◆ Records provided ◆
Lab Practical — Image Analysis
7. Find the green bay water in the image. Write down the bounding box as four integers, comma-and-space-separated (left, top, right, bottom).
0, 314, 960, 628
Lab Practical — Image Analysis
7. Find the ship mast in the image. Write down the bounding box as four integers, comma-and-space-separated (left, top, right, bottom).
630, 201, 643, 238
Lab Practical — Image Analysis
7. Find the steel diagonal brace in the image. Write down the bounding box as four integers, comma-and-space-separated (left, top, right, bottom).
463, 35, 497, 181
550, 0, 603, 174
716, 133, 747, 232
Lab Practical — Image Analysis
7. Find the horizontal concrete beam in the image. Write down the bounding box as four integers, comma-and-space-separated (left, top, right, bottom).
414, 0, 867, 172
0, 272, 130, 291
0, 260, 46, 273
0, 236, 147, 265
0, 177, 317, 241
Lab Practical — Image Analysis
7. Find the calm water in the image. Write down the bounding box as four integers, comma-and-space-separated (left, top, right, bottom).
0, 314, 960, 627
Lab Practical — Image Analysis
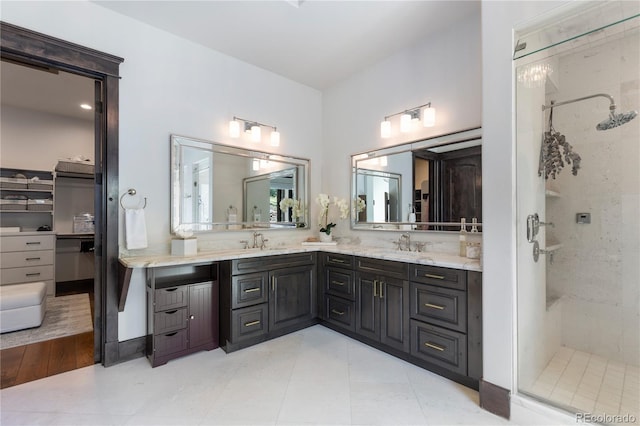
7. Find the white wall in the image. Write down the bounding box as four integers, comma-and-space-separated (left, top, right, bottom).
2, 1, 322, 341
482, 1, 565, 390
322, 11, 482, 252
0, 105, 94, 171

◆ Objective ◆
Put every line of the data above into a Markdown table with two columns, Row for the row number and Line for the text of that line, and skip any blank lines. Leave the pictures out of your answer.

◆ Answer to this problem ◆
| Row | Line |
|---|---|
| 1 | Lab Practical — Image Analysis |
| 2 | 7. Find the green bay water in the image. Write down the bounding box as four integers, comma-and-space-separated (left, top, right, bottom). |
| 3 | 0, 314, 960, 628 |
| 4 | Lab Practical — Image Analysis |
| 5 | 7. Find the ship mast in the image. Write down the bounding box as four integers, comma-and-space-separated (left, top, right, bottom). |
| 6 | 630, 201, 643, 238 |
| 7 | Lab Practical — Image Analysis |
| 8 | 7. Find the steel diagonal brace in the image. Write down the bounding box as four integers, comma-and-space-separated (left, top, right, bottom). |
| 9 | 463, 35, 497, 181 |
| 10 | 550, 0, 603, 174 |
| 11 | 716, 133, 747, 232 |
| 12 | Lab Practical — Image Analysis |
| 13 | 7. Find the horizontal concrete beam in the image. Write down the bounding box as four integers, comma-and-space-separated (left, top, right, bottom). |
| 14 | 414, 0, 867, 172 |
| 15 | 0, 272, 130, 291 |
| 16 | 0, 260, 46, 273 |
| 17 | 0, 236, 147, 265 |
| 18 | 0, 177, 317, 241 |
| 19 | Lab Practical — Image Analysis |
| 20 | 7. Find the calm water in the image. Write down the bounding box as four integers, comma-and-space-separated (left, top, right, bottom). |
| 21 | 0, 314, 960, 627 |
| 22 | Lab Practical — Image Analysis |
| 23 | 7. Find the white wall in the image. Write down the bounding box as four integers, comma-and-space-separated (left, top, right, bottom). |
| 24 | 2, 1, 322, 341 |
| 25 | 482, 1, 565, 390 |
| 26 | 322, 11, 482, 252 |
| 27 | 0, 105, 94, 171 |